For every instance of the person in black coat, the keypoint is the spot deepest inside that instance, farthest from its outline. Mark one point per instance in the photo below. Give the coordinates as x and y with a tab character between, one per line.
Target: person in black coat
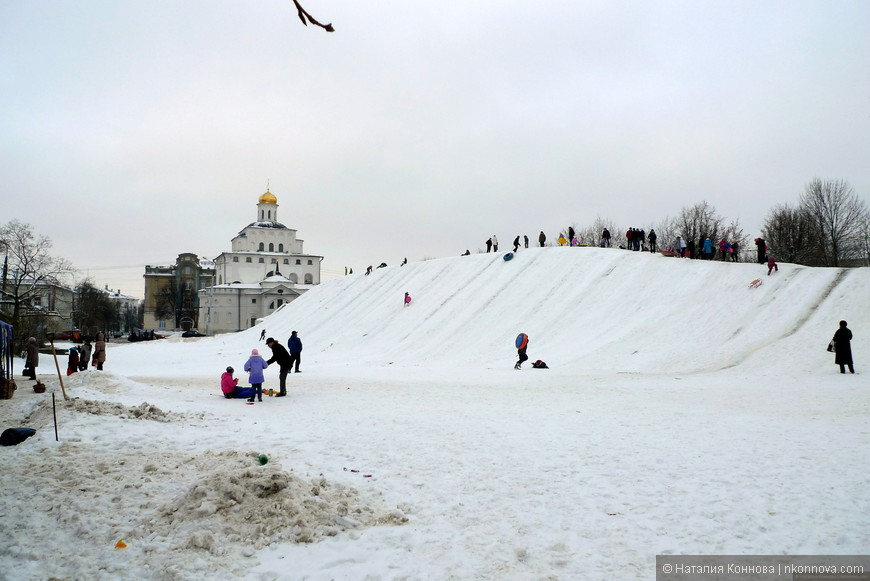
282	358
843	348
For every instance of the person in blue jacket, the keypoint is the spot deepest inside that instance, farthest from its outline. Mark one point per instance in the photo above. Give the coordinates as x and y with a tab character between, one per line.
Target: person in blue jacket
255	366
294	346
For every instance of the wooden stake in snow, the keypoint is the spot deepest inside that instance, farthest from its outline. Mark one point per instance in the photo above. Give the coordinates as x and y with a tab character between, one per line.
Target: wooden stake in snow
54	413
57	365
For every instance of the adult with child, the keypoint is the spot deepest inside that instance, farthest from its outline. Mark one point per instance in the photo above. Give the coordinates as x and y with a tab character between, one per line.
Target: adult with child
282	358
294	346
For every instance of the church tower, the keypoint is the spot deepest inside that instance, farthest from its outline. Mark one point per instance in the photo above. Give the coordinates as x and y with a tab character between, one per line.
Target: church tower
267	207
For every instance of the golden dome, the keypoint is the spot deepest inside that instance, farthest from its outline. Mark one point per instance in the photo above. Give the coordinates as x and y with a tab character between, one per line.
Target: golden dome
268	198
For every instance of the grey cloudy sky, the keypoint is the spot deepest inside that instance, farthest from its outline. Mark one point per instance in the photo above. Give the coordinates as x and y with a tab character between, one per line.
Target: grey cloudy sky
133	131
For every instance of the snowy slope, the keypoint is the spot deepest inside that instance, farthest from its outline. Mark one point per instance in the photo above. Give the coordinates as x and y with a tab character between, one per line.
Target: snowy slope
586	310
683	413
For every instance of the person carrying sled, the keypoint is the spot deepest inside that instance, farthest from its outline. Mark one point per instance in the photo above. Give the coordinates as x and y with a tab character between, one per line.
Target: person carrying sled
843	348
522	343
771	264
255	365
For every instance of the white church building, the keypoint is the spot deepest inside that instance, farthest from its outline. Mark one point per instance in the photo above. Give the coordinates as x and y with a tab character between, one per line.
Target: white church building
265	269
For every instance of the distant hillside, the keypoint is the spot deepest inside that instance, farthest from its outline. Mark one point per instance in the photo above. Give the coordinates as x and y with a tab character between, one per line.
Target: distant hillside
586	309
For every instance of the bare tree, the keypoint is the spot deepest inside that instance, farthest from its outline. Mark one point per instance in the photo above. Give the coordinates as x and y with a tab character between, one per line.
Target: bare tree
95	311
699	222
28	267
838	215
790	233
591	235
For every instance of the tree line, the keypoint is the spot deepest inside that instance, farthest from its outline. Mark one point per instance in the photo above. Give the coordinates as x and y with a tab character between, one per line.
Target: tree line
31	277
828	226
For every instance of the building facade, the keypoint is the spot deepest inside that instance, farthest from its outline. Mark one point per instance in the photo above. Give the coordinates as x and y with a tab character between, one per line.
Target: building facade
172	292
265	269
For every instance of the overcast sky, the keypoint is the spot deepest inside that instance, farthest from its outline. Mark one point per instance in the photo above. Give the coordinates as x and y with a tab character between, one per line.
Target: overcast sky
133	131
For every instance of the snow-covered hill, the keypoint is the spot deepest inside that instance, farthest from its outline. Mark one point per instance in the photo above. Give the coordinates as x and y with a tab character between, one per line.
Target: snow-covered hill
683	413
586	310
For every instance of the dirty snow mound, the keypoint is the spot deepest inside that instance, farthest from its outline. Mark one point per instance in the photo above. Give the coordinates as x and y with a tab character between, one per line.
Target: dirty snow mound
236	500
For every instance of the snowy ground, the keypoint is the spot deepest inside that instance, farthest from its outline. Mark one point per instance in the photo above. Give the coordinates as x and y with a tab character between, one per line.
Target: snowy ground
683	413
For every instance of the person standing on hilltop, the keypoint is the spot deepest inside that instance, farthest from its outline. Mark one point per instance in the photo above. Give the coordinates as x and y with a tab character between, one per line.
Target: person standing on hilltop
522	343
843	348
294	346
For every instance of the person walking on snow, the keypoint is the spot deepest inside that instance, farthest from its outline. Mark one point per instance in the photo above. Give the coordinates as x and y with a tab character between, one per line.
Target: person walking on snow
228	383
771	264
85	354
255	365
294	346
100	351
843	348
72	365
282	358
31	362
521	349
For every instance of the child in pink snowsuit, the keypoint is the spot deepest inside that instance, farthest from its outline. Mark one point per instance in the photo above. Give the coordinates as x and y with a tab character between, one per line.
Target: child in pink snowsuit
771	265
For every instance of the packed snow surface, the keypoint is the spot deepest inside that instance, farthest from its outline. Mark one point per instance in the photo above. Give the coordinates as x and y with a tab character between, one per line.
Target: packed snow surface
683	412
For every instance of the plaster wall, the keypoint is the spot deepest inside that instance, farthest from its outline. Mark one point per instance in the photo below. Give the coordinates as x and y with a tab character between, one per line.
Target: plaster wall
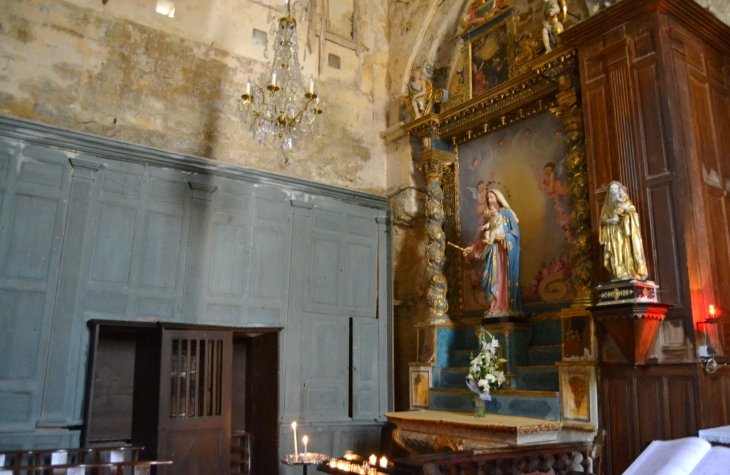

- [DIRECTION]
Determine how many lines in the listing above contain the string "pink", with case taken into account. Reply with the number alone.

- [OUTPUT OF THE EXERCISE]
2